## Start
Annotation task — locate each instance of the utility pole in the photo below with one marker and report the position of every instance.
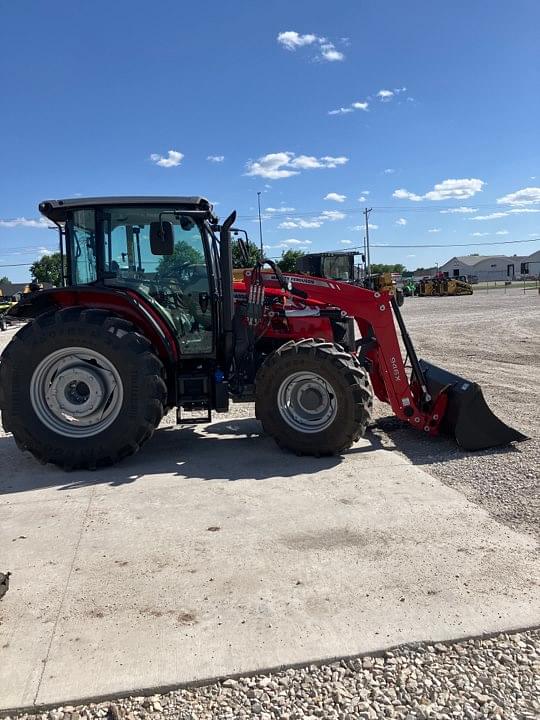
(368, 259)
(260, 223)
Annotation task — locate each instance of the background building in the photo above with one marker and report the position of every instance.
(493, 267)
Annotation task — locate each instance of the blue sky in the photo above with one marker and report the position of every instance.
(133, 97)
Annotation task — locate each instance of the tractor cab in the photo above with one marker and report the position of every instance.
(163, 249)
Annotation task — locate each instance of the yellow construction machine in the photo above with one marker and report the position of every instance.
(442, 286)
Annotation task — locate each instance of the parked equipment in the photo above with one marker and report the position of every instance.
(441, 286)
(341, 266)
(149, 319)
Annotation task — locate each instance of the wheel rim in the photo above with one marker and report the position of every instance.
(307, 402)
(76, 392)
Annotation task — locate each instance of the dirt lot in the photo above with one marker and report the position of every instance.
(494, 339)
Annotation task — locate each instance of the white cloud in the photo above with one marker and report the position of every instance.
(491, 216)
(329, 161)
(447, 189)
(525, 196)
(463, 210)
(340, 111)
(292, 242)
(41, 222)
(282, 209)
(276, 166)
(291, 40)
(329, 53)
(300, 223)
(331, 215)
(272, 166)
(173, 159)
(335, 197)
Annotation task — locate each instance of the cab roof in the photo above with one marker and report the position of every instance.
(56, 210)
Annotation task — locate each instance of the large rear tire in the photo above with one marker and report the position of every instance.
(313, 397)
(80, 388)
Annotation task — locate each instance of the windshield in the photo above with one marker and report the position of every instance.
(337, 267)
(119, 239)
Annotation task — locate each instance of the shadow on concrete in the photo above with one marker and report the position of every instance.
(225, 451)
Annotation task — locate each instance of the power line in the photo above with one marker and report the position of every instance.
(385, 209)
(502, 242)
(18, 265)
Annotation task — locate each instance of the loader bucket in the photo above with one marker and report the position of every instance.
(467, 417)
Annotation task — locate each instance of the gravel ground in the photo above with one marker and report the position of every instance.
(492, 678)
(494, 339)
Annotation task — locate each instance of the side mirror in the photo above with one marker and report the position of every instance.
(161, 238)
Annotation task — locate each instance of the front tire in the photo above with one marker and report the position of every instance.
(80, 388)
(313, 398)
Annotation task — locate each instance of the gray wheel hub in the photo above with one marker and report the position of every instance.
(76, 392)
(307, 402)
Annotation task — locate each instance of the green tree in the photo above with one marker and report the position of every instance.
(288, 260)
(48, 269)
(183, 255)
(238, 260)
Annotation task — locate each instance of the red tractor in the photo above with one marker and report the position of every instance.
(149, 318)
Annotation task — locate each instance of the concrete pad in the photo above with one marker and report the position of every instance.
(213, 553)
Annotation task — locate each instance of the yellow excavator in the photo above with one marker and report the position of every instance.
(441, 286)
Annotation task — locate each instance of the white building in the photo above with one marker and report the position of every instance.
(492, 267)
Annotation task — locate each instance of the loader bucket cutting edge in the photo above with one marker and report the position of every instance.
(467, 417)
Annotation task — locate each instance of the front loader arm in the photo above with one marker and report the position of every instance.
(374, 313)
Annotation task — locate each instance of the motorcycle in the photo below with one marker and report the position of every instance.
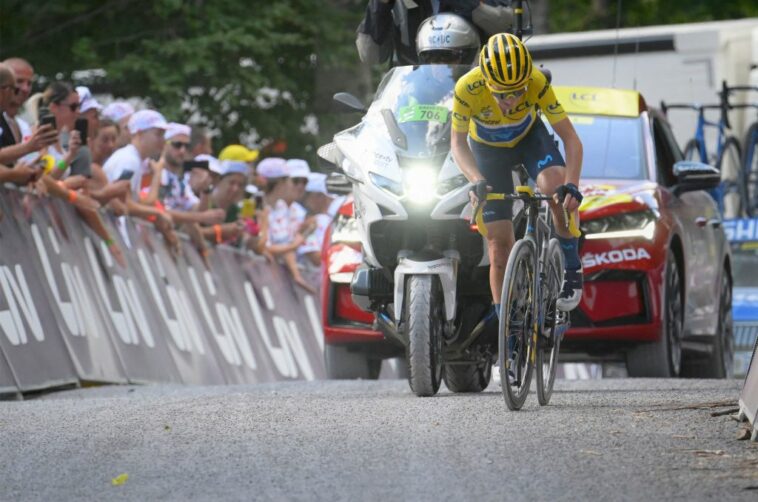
(426, 272)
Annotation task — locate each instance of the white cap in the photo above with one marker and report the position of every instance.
(86, 100)
(316, 183)
(298, 168)
(118, 110)
(234, 167)
(146, 119)
(213, 164)
(273, 167)
(175, 129)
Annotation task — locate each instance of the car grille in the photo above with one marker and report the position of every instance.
(745, 335)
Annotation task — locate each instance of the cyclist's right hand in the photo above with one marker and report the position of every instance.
(478, 193)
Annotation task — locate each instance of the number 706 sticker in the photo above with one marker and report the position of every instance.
(423, 113)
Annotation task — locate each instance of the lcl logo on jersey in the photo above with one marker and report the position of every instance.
(476, 87)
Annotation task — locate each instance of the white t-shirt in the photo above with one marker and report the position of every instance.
(316, 238)
(123, 161)
(281, 225)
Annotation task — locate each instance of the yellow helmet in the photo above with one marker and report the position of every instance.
(505, 62)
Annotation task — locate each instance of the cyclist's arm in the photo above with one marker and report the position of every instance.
(464, 157)
(573, 146)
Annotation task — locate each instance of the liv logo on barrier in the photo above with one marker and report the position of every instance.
(183, 330)
(131, 320)
(78, 313)
(16, 292)
(230, 335)
(290, 347)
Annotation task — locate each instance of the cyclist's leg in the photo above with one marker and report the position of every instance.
(545, 163)
(494, 164)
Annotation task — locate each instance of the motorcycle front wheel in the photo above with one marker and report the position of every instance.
(423, 317)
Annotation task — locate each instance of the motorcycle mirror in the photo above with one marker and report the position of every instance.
(338, 184)
(349, 103)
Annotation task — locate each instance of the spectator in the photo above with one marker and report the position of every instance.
(147, 128)
(200, 142)
(69, 158)
(89, 109)
(317, 201)
(284, 236)
(175, 193)
(120, 112)
(13, 93)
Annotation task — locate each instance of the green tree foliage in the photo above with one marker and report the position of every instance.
(242, 67)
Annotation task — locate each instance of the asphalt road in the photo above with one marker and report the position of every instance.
(600, 439)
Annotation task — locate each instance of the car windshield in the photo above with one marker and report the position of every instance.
(414, 104)
(612, 147)
(745, 264)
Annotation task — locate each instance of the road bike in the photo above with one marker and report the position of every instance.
(731, 195)
(531, 327)
(750, 151)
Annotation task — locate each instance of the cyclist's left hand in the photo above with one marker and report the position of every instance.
(568, 195)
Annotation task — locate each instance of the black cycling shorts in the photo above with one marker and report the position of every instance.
(537, 151)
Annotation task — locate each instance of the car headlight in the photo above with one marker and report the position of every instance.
(451, 184)
(623, 225)
(420, 183)
(387, 184)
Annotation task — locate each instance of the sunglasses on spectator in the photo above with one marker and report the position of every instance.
(505, 95)
(16, 90)
(179, 145)
(71, 106)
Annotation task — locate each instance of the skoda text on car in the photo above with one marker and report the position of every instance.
(656, 262)
(743, 237)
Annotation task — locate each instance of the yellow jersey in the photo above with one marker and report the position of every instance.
(475, 110)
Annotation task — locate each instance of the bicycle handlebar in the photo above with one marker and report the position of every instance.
(570, 218)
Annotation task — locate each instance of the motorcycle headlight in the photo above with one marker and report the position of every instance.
(420, 184)
(387, 184)
(451, 184)
(624, 225)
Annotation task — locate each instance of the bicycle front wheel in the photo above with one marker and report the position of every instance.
(735, 192)
(548, 344)
(750, 170)
(516, 334)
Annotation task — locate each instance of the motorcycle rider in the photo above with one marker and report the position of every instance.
(386, 32)
(496, 125)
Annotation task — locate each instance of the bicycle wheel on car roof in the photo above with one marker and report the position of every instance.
(516, 337)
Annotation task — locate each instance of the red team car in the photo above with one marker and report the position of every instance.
(656, 261)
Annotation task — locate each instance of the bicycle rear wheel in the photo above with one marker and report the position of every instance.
(735, 192)
(516, 337)
(548, 345)
(750, 170)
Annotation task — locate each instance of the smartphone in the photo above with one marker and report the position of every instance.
(47, 118)
(126, 175)
(82, 126)
(188, 165)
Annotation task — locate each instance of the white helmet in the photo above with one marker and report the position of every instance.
(447, 38)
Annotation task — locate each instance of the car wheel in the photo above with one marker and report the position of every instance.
(720, 362)
(343, 364)
(663, 358)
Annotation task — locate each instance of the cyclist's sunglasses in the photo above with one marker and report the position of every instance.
(506, 95)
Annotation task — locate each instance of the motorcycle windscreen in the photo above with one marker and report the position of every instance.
(415, 104)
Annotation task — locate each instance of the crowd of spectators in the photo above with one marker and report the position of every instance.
(134, 163)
## End
OBJECTIVE
Reproduce all of the data above, replacing each "marker" with "pin" and leaving everything else unchanged. Omit the pictures from your output.

WRITTEN REPLY
Annotation task — locate each instance of the utility pole in the photo below with one pin and report the position of every instance.
(368, 259)
(260, 223)
Annotation task — locate each instance of the background building in the photo above with one pin and report the position of every instance.
(493, 267)
Annotation task — locate each instance of the blue sky in the photo above with one pin and report the position of every instance.
(133, 97)
Annotation task — locate each instance of the tractor cab in the photo above with one pin and report the position of every instance.
(163, 249)
Annotation task — locate each instance of the yellow construction machine in the photo above with one pin and report the position of every instance.
(442, 286)
Annotation task — locate each instance of the parked equipment in the photo above with one pin and report the position of every instance.
(441, 286)
(341, 266)
(149, 319)
Annotation task — locate each instance of the wheel rim in the photo above with one pin and report the position of every instance.
(307, 402)
(76, 392)
Annotation task — locate each instance of the dirt lot in the photo above with one pin and report the position of every instance.
(494, 339)
Annotation task — locate each instance of the white cloud in the photo above with one pin and report the position of every instance.
(491, 216)
(329, 161)
(447, 189)
(525, 196)
(463, 210)
(340, 111)
(292, 242)
(41, 222)
(282, 209)
(276, 166)
(291, 40)
(329, 53)
(300, 223)
(331, 215)
(272, 166)
(173, 159)
(335, 197)
Annotation task — locate each instance of the cab roof in the photo above with one pin and report the position of every instance.
(56, 210)
Annotation task — locate each instance of the large rear tire in the photo above with one pin and report the position of every instance.
(313, 397)
(80, 388)
Annotation task — locate each instance of the windshield in the photo above with one pin and report the position of every instance.
(337, 267)
(119, 239)
Annotation task — locate each instance of the shadow on concrete in the photo above with one pin and report the position of every instance.
(225, 451)
Annotation task — locate each instance of the power line in the photo above with one pin and report the position of every instance.
(385, 209)
(502, 242)
(18, 265)
Annotation task — locate each instance of the loader bucket in the photo above with one pin and report the position of every instance.
(467, 417)
Annotation task — locate each instance of the gravel ground in the photo above with one pin and report the position of every instance.
(492, 678)
(494, 339)
Annotation task — locate each instance of the side mirror in the photo above with one pin and report the position of every instance.
(161, 238)
Annotation task — locate each instance of the front tire in the photo above with one pin and report the position of every instance.
(80, 388)
(313, 398)
Annotation task — locate each instance of the gray wheel hub in the photo above with one pin and report the position of every instance.
(76, 392)
(307, 402)
Annotation task — locate each instance of the green tree in the photo above with one pin and report the position of every instance.
(288, 260)
(48, 269)
(183, 255)
(238, 260)
Annotation task — locate each instance of the red tractor in the photo above with one pin and report the position of every instance.
(149, 318)
Annotation task — locate each instance of the concrete pad in the photo above with one pin and report the position of every instance.
(213, 553)
Annotation task — locate each instance of the yellow excavator in the photo above with one pin and report the position of every instance.
(441, 286)
Annotation task — locate each instance of the white building in the photo above with one pin and report the position of every instance.
(492, 267)
Annotation task — locate each instance of the loader bucket cutting edge in the photo above with one pin and report the position of every instance.
(467, 417)
Annotation task — locate each instance of the front loader arm in the photo above with one pin and report the position of every instance.
(374, 313)
Annotation task — locate each instance of the motorcycle in the photo below with one pin and report the position of every instance.
(426, 272)
Annotation task — locate each instance of the white cap in the photo above with one pin and report the position of every instance.
(86, 100)
(316, 183)
(298, 168)
(118, 110)
(234, 167)
(146, 119)
(213, 164)
(273, 167)
(175, 129)
Annotation task — locate each instance of the car grille in the photo above with one pin and report the position of every instance.
(745, 335)
Annotation task — locate each instance of the cyclist's right hand in the photo above with one pin and report the position of every instance.
(478, 193)
Annotation task — locate each instance of the number 706 sticker in the photo above with one pin and report the position of every instance.
(423, 113)
Annotation task — locate each instance of the lcl logo on jersey in the photo above with one pin and report the position of every instance.
(476, 87)
Annotation task — locate each instance of the white t-shirt in the photo above with one pin and report the position of every instance.
(316, 238)
(123, 161)
(281, 225)
Annotation task — locate each instance of the yellow helmet in the photo above with one pin and report the position of every instance.
(505, 62)
Annotation task — locate each instance of the cyclist's arm in the photo above with one pin and report the position of every instance.
(464, 157)
(573, 146)
Annotation task — locate each instance of the liv logo on barrier in the photo above with one pin and report the position of every instance.
(183, 330)
(131, 320)
(78, 313)
(16, 292)
(230, 335)
(290, 347)
Annotation task — locate each instance of the cyclist's leg in the photo above with one pin and report the position of every instance.
(545, 163)
(494, 164)
Annotation task — locate each instance of the motorcycle front wheel in the photo above with one pin and report the position of every instance.
(423, 317)
Annotation task — locate each instance of the motorcycle mirror in the photo above with one pin and report the position of every instance.
(338, 184)
(349, 103)
Annotation task — locate each instance of the spectator in the photo above with one pin and report the position of every instance.
(147, 128)
(200, 142)
(69, 158)
(89, 109)
(317, 201)
(284, 236)
(175, 193)
(120, 112)
(13, 93)
Annotation task — locate each instance of the green tree foliage in the photo above with one pin and report the position of every instance.
(242, 67)
Annotation task — locate each instance of the asphalt road in the photo above with one pin and report the position of every instance.
(600, 439)
Annotation task — locate each instance of the car windshield in the photo above with one pin and report the position of every instance.
(414, 104)
(612, 147)
(745, 264)
Annotation task — locate each instance of the road bike in the photo above with one pin and report the position of every instance.
(731, 195)
(531, 327)
(750, 151)
Annotation task — locate each instance of the cyclist's left hand in the photo above with one pin and report the position of every instance.
(568, 195)
Annotation task — locate each instance of the black cycling shorts in the photo above with one pin and report the position of every instance.
(537, 151)
Annotation task — locate each instance of the car headlight in the photo above with one pin and report the position of every instance.
(451, 184)
(623, 225)
(420, 183)
(387, 184)
Annotation task — locate each instance of the sunglasses on spectator in the photo above with one pin and report the position of every instance.
(505, 95)
(16, 90)
(179, 145)
(71, 106)
Annotation task — locate each instance of the skoda text on car in the photo above with one pin and report the position of every instance.
(656, 262)
(743, 237)
Annotation task — locate each instance of the yellow jersey in the photo above with one pin and report the position of every instance.
(475, 110)
Annotation task — locate each instance of the bicycle handlebar in the photo above with one pin and report the position of every instance.
(570, 218)
Annotation task — locate each instance of the motorcycle headlight in the photo above with one pin and report the position of every instance.
(420, 184)
(387, 184)
(451, 184)
(624, 225)
Annotation task — locate each instance of the bicycle front wheel in the photo above with one pin and report the position of every instance.
(735, 192)
(548, 344)
(750, 170)
(516, 334)
Annotation task — locate each instance of the motorcycle rider in the photo above with one pin and report the position of every instance.
(386, 32)
(496, 125)
Annotation task — locate each instance of the bicycle wheel on car roof in the photo above with one pin and report the position of every instance.
(516, 337)
Annotation task — locate each instance of the red team car in the photo above with one pin and report the position of every instance.
(656, 261)
Annotation task — locate each instance of the bicycle rear wheel in the photo above with one pin and report the position of every instance.
(735, 192)
(516, 337)
(548, 345)
(750, 170)
Annotation task — locate each instance of the smartphone in the photo above with one pin and report the position of every instance.
(47, 118)
(126, 175)
(82, 126)
(188, 165)
Annotation task — locate each instance of the white helmet in the photo above with one pin and report the position of every instance.
(447, 38)
Annotation task — locate each instance of the car wheel in the photo above with one pin and report the position of every instance.
(720, 362)
(343, 364)
(663, 358)
Annotation task — locate each instance of the cyclist's sunglasses in the photo above with one pin and report the position of every instance.
(506, 95)
Annotation task — locate each instance of the motorcycle windscreen in the photo above with one pin and report the position of every instance.
(415, 104)
Annotation task — locate each instance of the crowd of spectators in the photo above with one pin and report the position of every instance.
(134, 163)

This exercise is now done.